§ **Work required**
Recast every line of the items below as a Markdown table with two columns, Row and Item line, leaving out any blank lines.

== Records provided

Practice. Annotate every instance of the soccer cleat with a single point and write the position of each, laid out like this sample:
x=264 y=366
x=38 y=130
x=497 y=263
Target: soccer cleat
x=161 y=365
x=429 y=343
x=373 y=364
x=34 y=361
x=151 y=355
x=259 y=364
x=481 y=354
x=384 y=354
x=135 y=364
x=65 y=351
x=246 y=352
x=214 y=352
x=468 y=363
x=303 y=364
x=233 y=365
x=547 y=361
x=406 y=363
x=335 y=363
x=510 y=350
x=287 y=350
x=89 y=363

====

§ **Output below**
| Row | Item line |
|---|---|
| 1 | Practice. Annotate every instance of the soccer cleat with a single point and write the position of each, laid out like this sample: |
| 2 | x=264 y=366 |
| 3 | x=38 y=130 |
| 4 | x=497 y=263 |
| 5 | Target: soccer cleat |
| 6 | x=161 y=365 |
| 7 | x=429 y=343 |
| 8 | x=373 y=364 |
| 9 | x=34 y=361 |
| 10 | x=151 y=355 |
| 11 | x=259 y=364 |
| 12 | x=481 y=354 |
| 13 | x=384 y=354 |
| 14 | x=135 y=364 |
| 15 | x=65 y=351 |
| 16 | x=246 y=352 |
| 17 | x=214 y=352 |
| 18 | x=468 y=363 |
| 19 | x=303 y=364 |
| 20 | x=233 y=365 |
| 21 | x=547 y=361 |
| 22 | x=406 y=363 |
| 23 | x=335 y=363 |
| 24 | x=510 y=350 |
| 25 | x=287 y=350 |
| 26 | x=89 y=363 |